-------- Text for analysis
Increase Competition in the Healthcare Industry

The growth of healthcare regulations in recent decades has made the healthcare industry less competitive by increasing the cost of compliance, hindering entrepreneurship, and fostering consolidation. But in some cases, Congress has acted directly to reduce competition in the sector. One particularly egregious example is section 6001 of the PPACA, which prevents new hospitals owned by physicians from receiving reimbursements from Medicare.

Congress started implementing restrictions on physician-owned hospitals (POHs) in 1992 under pressure from the hospital industry, which claimed that doctors’ simultaneous owning and operating of hospitals represents a conflict of interest. The restrictions on POHs came to a head in 2010, when CMS forbade new and existing POHs from participating in Medicare. Medicare beneficiaries represent almost a fifth of all American patients, effectively making the restriction a ban on POHs. Indeed, there are just 200 POHs in the country (compared with 6,000 nonprofit and investor-owned hospitals), the same number as when the ban came into effect. A new peer-reviewed study reviewing over 30 years of research finds that the quality of POHs is equivalent to other hospitals—and superior in some cases. Physician-owned community hospitals have similar costs and quality of care as nonprofit and for-profit community hospitals. Specialty POHs—i.e., hospitals that focus on certain medical specialties, such as cardiology or orthopedic surgery—have higher quality and lower or similar costs. Restrictions on POHs are restrictions on private enterprise and innovation by physicians, stifling the efforts and ideas of some of the brightest and best-educated Americans. For these reasons, Congress should consider allowing POHs to participate in Medicare, like they did in the past.
----------------
-------- Extracted data
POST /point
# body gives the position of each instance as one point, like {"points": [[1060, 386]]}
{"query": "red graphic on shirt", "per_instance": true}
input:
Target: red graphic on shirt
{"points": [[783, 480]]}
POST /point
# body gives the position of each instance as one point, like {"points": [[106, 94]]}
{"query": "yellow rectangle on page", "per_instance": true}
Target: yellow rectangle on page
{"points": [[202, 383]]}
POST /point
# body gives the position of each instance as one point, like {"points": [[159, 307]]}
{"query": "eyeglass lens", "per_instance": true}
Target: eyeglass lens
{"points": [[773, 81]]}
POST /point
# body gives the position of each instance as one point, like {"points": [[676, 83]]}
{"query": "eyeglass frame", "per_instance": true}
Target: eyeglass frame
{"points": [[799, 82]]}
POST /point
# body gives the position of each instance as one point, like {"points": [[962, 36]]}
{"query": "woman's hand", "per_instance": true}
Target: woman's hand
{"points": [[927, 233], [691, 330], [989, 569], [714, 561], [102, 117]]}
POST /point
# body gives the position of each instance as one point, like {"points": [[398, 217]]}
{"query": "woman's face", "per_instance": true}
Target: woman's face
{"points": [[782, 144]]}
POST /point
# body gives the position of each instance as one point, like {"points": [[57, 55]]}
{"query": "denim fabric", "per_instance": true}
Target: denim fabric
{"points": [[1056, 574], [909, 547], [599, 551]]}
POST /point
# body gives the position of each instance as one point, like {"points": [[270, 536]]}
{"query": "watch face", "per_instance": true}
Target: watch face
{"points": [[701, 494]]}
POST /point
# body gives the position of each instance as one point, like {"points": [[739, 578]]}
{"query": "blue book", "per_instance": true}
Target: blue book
----------------
* [Tasks and exercises]:
1 > In the text on physician-owned hospitals, swap "PPACA" for "Affordable Care Act" in the part starting with "Increase Competition in" and going on through "reimbursements from Medicare.", then write out that part.
2 > According to the text on physician-owned hospitals, in what year did Congress start restricting them?
3 > Write what comes next in the text on physician-owned hospitals, picking up after its last sentence.
The data above come from a separate source.

* [Answer section]:
1 >
Increase Competition in the Healthcare Industry

The growth of healthcare regulations in recent decades has made the healthcare industry less competitive by increasing the cost of compliance, hindering entrepreneurship, and fostering consolidation. But in some cases, Congress has acted directly to reduce competition in the sector. One particularly egregious example is section 6001 of the Affordable Care Act, which prevents new hospitals owned by physicians from receiving reimbursements from Medicare.

2 > 1992

3 >
Conclusion

In this comment, we propose policy solutions in four areas. First, we offer ways to expand insurance coverage options by changing the rules on HSAs to ensure that more Americans can use them for current healthcare expenses while also accumulating funds for future use. We propose the relaxation of current restrictions on HSAs and other cafeteria spending plans to allow Americans to spend their tax-advantaged funds on other innovative payment mechanisms. In suggesting those relaxations, we stress the caution that Congress should take to avoid creating policies that increase the already extensive involvement of the government in healthcare decisions. To forestall such an occurrence, laws by Congress should communicate their intent clearly to rulemaking agencies. Second, we explain that portability issues arise from employer-sponsored insurance but acknowledge that, in the short term, an overhaul of the employer-sponsored system would be challenging. We therefore suggest that, in lieu of such an overhaul, Congress prioritize the legislation of executive actions that have expanded access to STLDI plans. Third, we go on to point out that the creation and implementation of public health policy requires the involvement of many types of experts, not only public health experts, and we offer recommendations for diversifying the voices that influence public health laws. And fourth, noting the complex reasons underlying the lack of competition in today’s healthcare system, we highlight a particularly egregious law that bans POHs from participating in Medicare and suggest that Congress overturn that law.